- _WHAT YOU WILL DO_: Gather every line in the records below that contains the word "cutter", and copy each one.

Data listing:
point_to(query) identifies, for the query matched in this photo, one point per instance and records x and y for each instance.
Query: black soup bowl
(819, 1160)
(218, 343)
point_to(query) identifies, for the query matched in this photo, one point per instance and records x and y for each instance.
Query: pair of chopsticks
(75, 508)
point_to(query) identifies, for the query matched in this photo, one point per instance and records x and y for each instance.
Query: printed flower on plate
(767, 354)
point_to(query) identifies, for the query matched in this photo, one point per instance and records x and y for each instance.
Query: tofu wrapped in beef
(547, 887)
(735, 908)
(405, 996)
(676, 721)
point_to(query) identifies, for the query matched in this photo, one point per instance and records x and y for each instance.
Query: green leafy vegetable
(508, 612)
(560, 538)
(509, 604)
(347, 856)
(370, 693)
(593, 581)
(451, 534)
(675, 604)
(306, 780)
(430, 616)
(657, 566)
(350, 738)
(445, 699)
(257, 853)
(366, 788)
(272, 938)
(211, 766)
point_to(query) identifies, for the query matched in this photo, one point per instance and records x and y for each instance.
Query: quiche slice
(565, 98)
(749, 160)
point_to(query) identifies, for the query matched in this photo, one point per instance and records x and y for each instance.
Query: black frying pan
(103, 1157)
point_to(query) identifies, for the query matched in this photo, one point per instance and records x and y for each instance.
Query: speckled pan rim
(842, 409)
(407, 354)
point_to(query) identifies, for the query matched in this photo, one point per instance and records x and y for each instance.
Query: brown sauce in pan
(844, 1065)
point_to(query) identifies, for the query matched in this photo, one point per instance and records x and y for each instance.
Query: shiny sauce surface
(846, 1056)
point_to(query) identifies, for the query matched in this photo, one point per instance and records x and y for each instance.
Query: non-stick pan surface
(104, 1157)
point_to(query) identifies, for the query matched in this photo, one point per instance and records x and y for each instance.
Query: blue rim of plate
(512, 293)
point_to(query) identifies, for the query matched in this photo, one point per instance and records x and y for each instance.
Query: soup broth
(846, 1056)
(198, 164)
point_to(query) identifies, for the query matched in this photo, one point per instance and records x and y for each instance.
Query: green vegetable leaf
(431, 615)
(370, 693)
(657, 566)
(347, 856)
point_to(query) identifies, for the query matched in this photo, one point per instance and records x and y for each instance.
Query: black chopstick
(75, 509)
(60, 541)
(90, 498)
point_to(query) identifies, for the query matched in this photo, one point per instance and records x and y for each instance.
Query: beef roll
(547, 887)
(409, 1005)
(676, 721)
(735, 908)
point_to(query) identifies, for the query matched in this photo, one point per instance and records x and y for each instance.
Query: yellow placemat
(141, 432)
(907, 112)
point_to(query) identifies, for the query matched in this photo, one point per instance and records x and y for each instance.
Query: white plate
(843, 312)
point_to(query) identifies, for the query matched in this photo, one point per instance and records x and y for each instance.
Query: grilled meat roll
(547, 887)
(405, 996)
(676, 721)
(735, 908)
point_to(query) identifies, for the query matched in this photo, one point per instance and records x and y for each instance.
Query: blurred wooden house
---
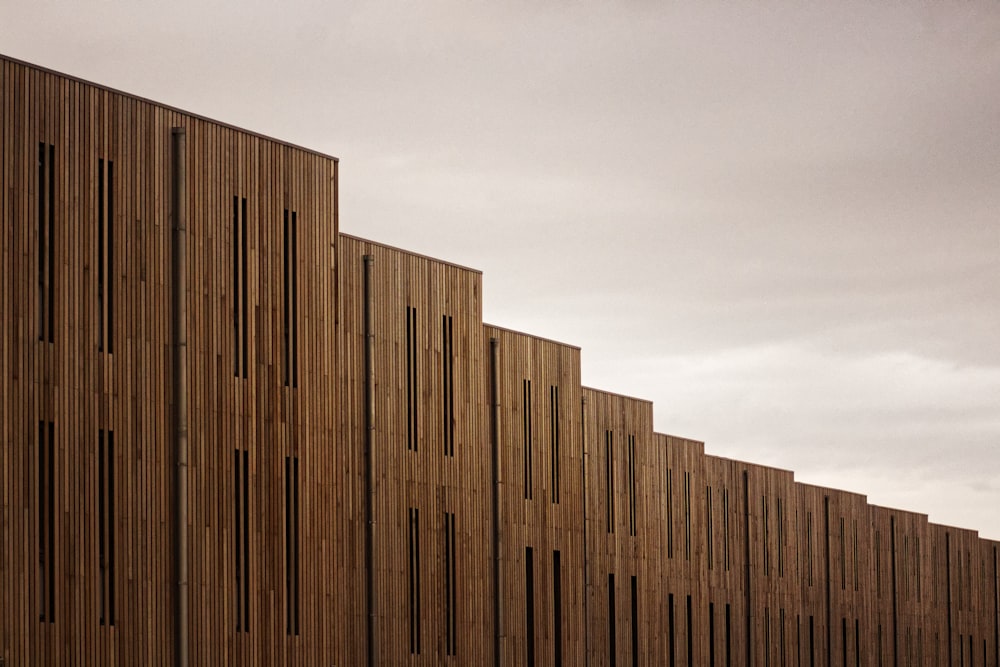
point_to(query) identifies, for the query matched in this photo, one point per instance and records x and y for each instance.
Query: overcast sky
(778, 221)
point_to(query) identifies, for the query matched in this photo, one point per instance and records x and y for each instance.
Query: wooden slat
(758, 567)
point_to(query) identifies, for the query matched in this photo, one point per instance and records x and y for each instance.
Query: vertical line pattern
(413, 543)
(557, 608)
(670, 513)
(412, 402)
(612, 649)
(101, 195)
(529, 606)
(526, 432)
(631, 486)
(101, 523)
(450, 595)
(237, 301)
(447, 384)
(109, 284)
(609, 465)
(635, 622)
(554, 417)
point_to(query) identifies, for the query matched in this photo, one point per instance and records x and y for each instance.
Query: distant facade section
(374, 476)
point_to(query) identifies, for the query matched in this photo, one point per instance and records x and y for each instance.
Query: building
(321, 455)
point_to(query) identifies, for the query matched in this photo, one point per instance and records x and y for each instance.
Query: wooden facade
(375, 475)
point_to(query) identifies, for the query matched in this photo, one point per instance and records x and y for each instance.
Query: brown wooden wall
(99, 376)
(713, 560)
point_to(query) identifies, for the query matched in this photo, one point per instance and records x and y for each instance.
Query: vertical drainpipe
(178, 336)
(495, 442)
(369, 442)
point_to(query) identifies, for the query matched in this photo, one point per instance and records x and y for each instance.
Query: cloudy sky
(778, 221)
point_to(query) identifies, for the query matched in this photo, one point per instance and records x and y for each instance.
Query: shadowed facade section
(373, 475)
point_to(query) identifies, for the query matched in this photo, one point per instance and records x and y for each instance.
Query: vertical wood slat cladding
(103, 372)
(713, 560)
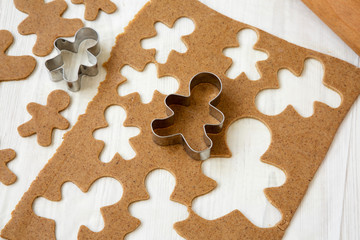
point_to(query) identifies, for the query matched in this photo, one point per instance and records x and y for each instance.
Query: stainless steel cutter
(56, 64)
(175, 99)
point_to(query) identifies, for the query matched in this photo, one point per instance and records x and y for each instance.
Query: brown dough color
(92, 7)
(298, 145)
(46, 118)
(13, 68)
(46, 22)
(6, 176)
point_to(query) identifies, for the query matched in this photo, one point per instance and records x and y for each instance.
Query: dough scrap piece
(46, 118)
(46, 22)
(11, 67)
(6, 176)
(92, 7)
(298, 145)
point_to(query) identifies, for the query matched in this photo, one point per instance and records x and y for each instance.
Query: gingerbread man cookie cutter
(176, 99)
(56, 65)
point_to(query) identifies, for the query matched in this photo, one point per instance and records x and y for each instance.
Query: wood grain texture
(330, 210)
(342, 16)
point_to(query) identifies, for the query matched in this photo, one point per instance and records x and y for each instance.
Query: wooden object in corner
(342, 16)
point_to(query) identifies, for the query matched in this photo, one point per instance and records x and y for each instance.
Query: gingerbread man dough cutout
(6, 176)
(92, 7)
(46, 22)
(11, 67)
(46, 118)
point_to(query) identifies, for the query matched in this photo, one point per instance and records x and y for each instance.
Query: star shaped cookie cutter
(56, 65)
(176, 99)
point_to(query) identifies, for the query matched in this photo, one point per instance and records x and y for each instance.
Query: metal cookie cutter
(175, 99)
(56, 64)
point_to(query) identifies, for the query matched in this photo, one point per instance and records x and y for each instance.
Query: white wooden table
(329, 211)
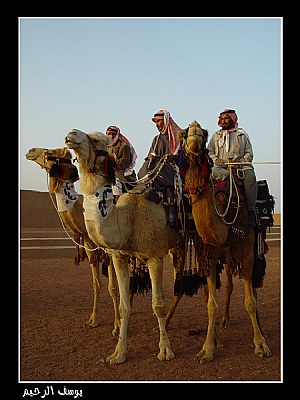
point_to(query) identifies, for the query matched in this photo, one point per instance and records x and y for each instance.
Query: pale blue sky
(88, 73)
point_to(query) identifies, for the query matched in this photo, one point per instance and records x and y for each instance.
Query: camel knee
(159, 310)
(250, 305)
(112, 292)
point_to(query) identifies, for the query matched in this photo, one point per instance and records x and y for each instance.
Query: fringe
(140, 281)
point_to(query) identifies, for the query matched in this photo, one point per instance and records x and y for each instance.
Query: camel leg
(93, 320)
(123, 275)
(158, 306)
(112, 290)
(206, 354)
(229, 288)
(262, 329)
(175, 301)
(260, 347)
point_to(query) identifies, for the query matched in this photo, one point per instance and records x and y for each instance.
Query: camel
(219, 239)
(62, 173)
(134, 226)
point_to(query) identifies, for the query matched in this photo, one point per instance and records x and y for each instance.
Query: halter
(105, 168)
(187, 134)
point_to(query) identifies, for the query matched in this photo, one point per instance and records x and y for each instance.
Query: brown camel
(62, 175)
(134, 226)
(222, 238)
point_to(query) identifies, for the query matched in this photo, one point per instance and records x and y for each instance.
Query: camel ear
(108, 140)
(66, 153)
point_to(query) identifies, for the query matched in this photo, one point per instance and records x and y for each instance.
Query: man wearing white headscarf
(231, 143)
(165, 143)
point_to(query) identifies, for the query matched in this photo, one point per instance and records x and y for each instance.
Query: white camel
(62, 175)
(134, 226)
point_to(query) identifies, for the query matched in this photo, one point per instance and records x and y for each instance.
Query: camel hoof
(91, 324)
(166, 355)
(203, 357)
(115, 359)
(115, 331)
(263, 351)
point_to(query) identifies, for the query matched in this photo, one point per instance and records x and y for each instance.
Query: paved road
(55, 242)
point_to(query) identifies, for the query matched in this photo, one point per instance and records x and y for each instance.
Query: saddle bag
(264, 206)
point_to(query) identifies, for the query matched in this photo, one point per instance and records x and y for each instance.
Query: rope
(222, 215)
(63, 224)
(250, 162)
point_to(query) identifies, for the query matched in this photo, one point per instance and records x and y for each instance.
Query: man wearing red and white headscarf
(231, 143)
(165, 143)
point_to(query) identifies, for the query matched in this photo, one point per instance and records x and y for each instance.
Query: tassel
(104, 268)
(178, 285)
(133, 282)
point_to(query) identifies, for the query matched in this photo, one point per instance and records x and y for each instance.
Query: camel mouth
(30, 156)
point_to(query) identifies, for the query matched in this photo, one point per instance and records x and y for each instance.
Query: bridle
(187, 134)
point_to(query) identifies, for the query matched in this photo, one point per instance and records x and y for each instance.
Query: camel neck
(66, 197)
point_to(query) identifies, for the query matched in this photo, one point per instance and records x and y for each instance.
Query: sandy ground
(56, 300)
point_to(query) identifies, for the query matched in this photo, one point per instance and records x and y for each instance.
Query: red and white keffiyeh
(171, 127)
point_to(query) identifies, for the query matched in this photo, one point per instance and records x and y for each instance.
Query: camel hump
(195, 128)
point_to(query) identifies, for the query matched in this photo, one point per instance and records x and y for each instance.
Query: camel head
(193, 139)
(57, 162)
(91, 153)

- _FINAL RESULT_:
Query: stainless steel cutter
Query: gingerbread man cookie cutter
Query: star shaped cookie cutter
Query: metal cookie cutter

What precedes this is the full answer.